## Data
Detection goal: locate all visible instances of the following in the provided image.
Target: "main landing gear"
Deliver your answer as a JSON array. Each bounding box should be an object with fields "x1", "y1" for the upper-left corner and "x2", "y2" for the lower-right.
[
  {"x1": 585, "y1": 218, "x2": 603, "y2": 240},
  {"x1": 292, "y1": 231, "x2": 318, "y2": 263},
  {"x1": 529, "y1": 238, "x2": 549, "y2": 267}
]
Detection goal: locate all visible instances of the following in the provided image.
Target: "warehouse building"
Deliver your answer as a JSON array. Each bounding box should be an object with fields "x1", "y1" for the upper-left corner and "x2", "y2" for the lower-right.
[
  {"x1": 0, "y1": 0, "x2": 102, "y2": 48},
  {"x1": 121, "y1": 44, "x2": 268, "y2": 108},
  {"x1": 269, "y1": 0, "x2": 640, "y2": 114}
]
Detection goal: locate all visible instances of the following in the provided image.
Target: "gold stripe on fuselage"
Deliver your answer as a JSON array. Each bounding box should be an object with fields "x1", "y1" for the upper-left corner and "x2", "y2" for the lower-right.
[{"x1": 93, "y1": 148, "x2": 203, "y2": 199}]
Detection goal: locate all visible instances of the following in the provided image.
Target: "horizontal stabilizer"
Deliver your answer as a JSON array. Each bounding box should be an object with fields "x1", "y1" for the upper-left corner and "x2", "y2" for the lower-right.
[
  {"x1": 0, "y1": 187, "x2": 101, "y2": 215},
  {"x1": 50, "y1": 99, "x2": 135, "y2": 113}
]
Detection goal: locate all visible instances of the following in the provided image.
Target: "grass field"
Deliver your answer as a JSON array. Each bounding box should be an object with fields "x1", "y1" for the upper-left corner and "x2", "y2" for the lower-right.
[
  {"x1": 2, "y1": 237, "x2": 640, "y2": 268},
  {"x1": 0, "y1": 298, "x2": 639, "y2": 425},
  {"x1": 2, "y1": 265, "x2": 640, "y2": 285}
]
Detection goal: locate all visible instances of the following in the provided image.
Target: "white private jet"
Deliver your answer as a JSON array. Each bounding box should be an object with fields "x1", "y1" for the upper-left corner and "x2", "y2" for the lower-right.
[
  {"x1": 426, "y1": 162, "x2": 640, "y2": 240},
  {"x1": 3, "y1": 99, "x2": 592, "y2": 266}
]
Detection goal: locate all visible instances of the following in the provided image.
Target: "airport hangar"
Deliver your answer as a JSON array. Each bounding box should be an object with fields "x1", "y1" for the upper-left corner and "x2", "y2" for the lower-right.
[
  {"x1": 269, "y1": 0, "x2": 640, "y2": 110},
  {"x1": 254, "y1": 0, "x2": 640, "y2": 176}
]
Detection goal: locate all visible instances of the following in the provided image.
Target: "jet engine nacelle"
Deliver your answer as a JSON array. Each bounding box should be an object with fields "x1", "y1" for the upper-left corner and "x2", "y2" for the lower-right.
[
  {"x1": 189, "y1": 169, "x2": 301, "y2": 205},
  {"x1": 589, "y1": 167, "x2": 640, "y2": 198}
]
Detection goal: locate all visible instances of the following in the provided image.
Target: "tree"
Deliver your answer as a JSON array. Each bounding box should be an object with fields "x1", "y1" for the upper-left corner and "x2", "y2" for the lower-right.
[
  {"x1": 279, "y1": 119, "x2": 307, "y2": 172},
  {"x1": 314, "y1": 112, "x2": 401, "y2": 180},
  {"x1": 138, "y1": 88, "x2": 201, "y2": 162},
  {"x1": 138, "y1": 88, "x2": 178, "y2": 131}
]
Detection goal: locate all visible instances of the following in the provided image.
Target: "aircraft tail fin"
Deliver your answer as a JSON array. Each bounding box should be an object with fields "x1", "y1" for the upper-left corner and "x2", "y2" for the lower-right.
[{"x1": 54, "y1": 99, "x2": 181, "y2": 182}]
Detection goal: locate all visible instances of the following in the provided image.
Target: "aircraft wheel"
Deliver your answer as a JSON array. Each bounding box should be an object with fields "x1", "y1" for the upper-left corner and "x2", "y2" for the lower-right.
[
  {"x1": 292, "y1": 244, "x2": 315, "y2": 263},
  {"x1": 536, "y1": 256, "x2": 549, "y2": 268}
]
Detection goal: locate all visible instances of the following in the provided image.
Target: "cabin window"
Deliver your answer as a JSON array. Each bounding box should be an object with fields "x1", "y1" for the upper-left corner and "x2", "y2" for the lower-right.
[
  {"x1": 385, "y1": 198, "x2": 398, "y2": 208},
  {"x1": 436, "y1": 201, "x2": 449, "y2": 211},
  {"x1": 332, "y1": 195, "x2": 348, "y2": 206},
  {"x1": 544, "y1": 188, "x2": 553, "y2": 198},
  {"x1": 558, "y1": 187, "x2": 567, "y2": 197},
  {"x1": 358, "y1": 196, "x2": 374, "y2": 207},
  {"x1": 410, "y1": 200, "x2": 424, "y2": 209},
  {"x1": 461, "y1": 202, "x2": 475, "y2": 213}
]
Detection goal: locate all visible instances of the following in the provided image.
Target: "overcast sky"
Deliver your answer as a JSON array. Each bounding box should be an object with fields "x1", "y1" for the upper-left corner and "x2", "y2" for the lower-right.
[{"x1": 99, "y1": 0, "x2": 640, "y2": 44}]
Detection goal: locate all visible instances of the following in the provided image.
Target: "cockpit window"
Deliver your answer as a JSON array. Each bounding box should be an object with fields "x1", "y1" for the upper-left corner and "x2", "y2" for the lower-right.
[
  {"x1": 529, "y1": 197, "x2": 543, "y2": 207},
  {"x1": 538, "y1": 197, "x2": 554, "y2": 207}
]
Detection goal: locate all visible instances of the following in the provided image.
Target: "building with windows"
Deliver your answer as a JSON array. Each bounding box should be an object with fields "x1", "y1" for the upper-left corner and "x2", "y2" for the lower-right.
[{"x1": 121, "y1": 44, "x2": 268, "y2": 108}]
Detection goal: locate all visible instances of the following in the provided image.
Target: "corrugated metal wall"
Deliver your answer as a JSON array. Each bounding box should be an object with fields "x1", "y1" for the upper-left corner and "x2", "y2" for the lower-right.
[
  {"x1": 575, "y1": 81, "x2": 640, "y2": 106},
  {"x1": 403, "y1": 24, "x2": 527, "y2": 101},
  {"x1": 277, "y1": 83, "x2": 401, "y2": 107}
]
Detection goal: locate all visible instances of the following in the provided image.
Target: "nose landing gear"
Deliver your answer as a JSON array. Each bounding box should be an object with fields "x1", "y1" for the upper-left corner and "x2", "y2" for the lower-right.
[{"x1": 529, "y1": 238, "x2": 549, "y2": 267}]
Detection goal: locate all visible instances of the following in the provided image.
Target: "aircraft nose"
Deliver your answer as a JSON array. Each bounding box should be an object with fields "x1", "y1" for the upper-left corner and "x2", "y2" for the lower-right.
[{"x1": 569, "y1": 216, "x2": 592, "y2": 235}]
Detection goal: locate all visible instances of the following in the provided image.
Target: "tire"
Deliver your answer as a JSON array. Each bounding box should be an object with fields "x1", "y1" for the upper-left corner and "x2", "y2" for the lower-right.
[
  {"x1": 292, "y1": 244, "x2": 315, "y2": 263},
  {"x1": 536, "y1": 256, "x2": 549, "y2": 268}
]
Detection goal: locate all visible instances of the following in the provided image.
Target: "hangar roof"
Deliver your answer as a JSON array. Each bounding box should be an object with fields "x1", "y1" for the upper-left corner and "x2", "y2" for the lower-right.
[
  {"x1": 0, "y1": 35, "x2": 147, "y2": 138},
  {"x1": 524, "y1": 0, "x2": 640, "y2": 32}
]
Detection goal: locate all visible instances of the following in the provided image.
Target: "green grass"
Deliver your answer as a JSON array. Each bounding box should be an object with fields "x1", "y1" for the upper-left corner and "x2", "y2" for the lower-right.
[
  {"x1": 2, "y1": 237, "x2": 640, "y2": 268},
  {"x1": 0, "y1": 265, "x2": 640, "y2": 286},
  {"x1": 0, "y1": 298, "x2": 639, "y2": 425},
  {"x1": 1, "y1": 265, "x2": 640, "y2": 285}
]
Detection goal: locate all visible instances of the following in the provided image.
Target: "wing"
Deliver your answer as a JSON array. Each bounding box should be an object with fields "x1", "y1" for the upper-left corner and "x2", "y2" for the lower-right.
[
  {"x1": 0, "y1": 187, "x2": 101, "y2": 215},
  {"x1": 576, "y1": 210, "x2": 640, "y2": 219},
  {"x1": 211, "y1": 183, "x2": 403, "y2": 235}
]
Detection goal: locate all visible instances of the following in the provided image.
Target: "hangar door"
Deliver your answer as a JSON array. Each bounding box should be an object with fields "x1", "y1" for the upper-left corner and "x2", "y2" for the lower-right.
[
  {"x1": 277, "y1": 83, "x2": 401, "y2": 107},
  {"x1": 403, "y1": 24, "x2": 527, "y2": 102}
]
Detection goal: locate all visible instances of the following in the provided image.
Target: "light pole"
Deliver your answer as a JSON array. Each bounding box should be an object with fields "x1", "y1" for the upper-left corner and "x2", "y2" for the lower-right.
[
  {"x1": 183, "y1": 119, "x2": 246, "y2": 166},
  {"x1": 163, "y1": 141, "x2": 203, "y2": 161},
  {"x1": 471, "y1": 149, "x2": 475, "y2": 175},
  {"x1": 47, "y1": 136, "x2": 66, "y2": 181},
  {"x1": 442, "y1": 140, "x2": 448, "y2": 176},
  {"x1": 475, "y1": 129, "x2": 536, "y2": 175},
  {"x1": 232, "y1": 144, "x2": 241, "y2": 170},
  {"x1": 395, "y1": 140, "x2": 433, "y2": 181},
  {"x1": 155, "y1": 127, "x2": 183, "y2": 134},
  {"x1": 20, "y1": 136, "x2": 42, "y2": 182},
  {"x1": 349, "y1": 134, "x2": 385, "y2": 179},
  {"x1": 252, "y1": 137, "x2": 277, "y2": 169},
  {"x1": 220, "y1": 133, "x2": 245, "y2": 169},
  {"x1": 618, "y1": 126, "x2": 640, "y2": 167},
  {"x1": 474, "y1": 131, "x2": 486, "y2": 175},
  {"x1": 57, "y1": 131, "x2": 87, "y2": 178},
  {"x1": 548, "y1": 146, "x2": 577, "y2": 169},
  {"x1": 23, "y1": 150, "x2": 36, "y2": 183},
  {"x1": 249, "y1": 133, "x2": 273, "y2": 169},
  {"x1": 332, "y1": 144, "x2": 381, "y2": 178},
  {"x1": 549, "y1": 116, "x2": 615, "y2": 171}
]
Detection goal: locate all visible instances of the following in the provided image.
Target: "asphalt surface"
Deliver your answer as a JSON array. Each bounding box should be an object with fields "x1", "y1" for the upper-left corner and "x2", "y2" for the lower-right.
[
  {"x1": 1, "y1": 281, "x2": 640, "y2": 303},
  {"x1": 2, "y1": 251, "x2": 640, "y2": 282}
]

## Problem
Write down how many lines of the data above contain the string "building", and include nothing besides that number.

## Answer area
2